### Exercise description
Rename "Entries" to "Points" everywhere it appears in the rows below, and reproduce all the rows with nothing else changed.

══════════════════════════════

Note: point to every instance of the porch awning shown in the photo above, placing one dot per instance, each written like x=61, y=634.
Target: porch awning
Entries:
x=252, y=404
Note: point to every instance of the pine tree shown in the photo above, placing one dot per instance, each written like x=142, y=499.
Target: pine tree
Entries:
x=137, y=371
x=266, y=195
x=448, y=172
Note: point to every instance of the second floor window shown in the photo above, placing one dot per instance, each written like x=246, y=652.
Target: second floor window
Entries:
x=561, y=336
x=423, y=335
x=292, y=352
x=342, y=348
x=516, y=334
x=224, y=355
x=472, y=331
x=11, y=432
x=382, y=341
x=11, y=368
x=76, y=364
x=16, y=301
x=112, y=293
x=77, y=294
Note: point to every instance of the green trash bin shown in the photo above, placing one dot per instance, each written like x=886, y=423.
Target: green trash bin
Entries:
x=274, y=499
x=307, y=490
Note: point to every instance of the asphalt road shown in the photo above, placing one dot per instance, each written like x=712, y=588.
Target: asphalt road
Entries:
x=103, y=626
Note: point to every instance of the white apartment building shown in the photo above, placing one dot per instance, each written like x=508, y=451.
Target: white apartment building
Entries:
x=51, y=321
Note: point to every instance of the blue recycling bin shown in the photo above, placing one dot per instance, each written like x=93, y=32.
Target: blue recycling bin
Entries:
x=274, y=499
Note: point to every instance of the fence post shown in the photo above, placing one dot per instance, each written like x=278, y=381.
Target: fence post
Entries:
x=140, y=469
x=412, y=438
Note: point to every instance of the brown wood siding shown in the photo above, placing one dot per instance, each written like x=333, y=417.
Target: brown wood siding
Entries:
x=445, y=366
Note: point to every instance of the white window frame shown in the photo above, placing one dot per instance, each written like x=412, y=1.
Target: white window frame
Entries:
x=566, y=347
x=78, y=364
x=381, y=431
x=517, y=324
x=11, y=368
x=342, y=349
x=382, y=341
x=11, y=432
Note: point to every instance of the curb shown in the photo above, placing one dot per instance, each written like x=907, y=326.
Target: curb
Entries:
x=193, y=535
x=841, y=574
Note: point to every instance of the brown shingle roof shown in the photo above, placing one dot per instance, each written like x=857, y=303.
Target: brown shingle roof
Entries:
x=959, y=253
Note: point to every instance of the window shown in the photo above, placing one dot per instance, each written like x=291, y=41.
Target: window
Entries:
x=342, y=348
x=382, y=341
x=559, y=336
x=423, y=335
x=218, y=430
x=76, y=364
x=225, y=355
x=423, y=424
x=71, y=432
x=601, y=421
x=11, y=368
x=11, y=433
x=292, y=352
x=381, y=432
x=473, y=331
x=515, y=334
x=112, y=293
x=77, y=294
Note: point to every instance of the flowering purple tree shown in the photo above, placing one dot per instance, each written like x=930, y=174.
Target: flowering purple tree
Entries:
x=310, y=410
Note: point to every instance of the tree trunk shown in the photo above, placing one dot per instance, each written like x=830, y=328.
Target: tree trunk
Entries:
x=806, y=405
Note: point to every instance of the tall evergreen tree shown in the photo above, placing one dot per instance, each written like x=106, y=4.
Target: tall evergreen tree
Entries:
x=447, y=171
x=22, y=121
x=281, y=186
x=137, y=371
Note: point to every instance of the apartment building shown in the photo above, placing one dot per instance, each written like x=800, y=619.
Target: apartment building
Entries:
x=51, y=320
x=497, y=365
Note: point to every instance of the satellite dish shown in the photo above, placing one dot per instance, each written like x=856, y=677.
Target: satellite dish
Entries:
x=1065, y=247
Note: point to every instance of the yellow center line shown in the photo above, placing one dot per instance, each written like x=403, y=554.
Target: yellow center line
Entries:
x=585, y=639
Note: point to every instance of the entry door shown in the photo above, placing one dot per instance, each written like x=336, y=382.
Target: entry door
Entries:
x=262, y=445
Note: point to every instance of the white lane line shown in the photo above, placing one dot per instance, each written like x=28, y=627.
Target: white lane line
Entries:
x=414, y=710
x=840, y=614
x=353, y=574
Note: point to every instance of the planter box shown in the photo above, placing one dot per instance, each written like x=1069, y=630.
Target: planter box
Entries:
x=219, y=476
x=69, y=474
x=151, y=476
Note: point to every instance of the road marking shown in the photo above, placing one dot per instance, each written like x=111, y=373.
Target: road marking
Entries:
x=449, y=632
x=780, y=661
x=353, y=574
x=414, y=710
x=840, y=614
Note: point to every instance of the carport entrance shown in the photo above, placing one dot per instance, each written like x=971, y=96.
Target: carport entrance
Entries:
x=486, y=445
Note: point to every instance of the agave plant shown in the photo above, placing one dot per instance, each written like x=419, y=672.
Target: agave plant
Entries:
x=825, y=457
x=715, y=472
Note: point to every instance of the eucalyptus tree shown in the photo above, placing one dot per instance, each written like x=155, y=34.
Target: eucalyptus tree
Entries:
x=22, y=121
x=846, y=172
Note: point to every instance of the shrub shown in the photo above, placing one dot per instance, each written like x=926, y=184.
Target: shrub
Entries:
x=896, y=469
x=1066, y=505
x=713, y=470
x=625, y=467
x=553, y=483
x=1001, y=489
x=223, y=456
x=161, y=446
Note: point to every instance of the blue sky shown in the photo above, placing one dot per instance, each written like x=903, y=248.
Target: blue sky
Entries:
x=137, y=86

══════════════════════════════

### Solution to this problem
Note: point to every instance of the porch awning shown in the photo above, placing one dot per instance, each written like x=61, y=634.
Target: porch awning
Points:
x=252, y=404
Note: point to every instance of the pine tree shown in the photo above, placing one dot per instance, each written like x=142, y=499.
Target: pine tree
Points:
x=137, y=371
x=266, y=195
x=448, y=172
Note: point to every instance of the second floor window shown in the photo above, placing one dot per instance, each written like x=246, y=652.
Target: second floor window
Points:
x=561, y=336
x=423, y=335
x=292, y=352
x=342, y=348
x=516, y=334
x=224, y=355
x=472, y=331
x=11, y=432
x=382, y=341
x=11, y=368
x=76, y=364
x=16, y=301
x=112, y=293
x=77, y=294
Note: point to every instance of the green trash bin shown in the photo above, placing one dot per instance, each written like x=886, y=423.
Target: green trash bin
Points:
x=274, y=499
x=307, y=490
Note: point to every instance of the asphalt road shown in the photo above, placing one dot per instance, each written like x=712, y=588.
Target: asphalt road
Points:
x=103, y=626
Note: point to every instance of the white apartment building shown in the photo above, placing one dot per instance, each written like x=508, y=451.
Target: white apartment building
Points:
x=51, y=321
Note: point to every instance of the blue recycling bin shown in the photo above, placing one dot per instance, each written like x=93, y=32.
Target: blue recycling bin
Points:
x=274, y=499
Note: point to every instance of the fence post shown in the photo above, placing one dot per instance, each written like x=278, y=381.
Target: fence post
Points:
x=140, y=469
x=412, y=438
Note: point to every instance of the brown wood siding shown in the photo above, placing one dot per instance, each written like x=333, y=417.
Target: brown wood siding
Points:
x=445, y=366
Note: point to every instance of the white window frame shown in the photo above, placing one dot per instance, each written like x=412, y=1.
Target: white window frame
Points:
x=566, y=347
x=78, y=364
x=381, y=431
x=517, y=324
x=11, y=368
x=342, y=349
x=382, y=341
x=11, y=432
Note: point to every instance of the curb shown in the photo above, placing one dot per instance, each written like x=907, y=326.
Target: curb
Points:
x=193, y=535
x=841, y=574
Note: point to every instance of the brown shingle roof shown in the photo above, placing one dot per instance, each written like x=857, y=303.
Target: brown shingle roof
Points:
x=959, y=253
Note: point to every instance of the window shown in the photo above, placing one dot per instance, each written like x=291, y=41.
Target: window
Points:
x=342, y=348
x=382, y=341
x=559, y=336
x=423, y=335
x=218, y=430
x=76, y=364
x=225, y=355
x=423, y=424
x=71, y=432
x=601, y=421
x=11, y=368
x=11, y=433
x=292, y=352
x=381, y=432
x=473, y=331
x=515, y=334
x=112, y=293
x=77, y=294
Note: point to every instance of the flowering purple tree shown in the photo above, placing one dot per instance, each written like x=930, y=174.
Target: flowering purple tree
Points:
x=310, y=410
Note: point to every instance of the tree trunk shown in the photo above, placing one dot per instance, each written like x=830, y=328.
Target: tree trunk
Points:
x=806, y=405
Note: point to every instance of the tall evergreen tree shown in the photo above, placing one dot per instance, each written like x=106, y=4.
Target: tall evergreen tree
Points:
x=447, y=171
x=22, y=121
x=281, y=186
x=137, y=371
Note: point to every instance of the apartment building shown in the photo above, placing one dot per instance, each written like x=800, y=619.
Target: apartment building
Points:
x=51, y=320
x=497, y=365
Note: point to every instance of the satellite dish shown in the photo above, placing one dot per instance, each written like x=856, y=677.
Target: satellite dish
Points:
x=1065, y=247
Note: point to every instance of the yellow center line shown in the photo above, placing one dot per instance, each written like x=403, y=554.
Target: yellow center line
Points:
x=585, y=639
Note: point to every instance of the entry door shown in the photo above, placing one dot per instance, each written like x=336, y=382.
Target: entry door
Points:
x=262, y=445
Note: point to every instance of the white lane line shown in the photo above, placing one dot per instance, each written like x=28, y=627.
Target: white lane line
Points:
x=414, y=710
x=840, y=614
x=353, y=574
Note: point to every instance of the planter box shown in the photo above, placing one dot per instance, each written like x=1069, y=630.
Target: planter box
Points:
x=219, y=476
x=69, y=474
x=151, y=476
Note: point to every instance of the road marking shown in the photo above, placing one dot per instance, each written like x=111, y=373.
Target: road marking
Points:
x=449, y=632
x=780, y=661
x=353, y=574
x=414, y=710
x=840, y=614
Note: point to every instance of the carport entrance shown in the photo above, placing one dot per instance, each written like x=971, y=96.
Target: carport entrance
Points:
x=486, y=445
Note: point to every instance of the agave plant shown in the photo above, placing one dot per instance, each written like x=419, y=672.
Target: agave plant
Points:
x=825, y=457
x=715, y=472
Note: point to every instance of the eucalyptus tree shown in the photo above, placing one dot per instance, each written like x=155, y=34.
Target: eucalyptus tree
Points:
x=22, y=121
x=846, y=172
Note: point to every instance of the shrub shown in the photo above, placing one dot per instance, each written like x=926, y=184.
Target: shrub
Points:
x=896, y=469
x=1066, y=505
x=713, y=470
x=625, y=467
x=553, y=483
x=1001, y=489
x=223, y=456
x=161, y=446
Note: point to every instance of the blue sky shown in the photo above, placing one dot per instance, each written like x=903, y=248.
Target: blue sky
Points:
x=137, y=86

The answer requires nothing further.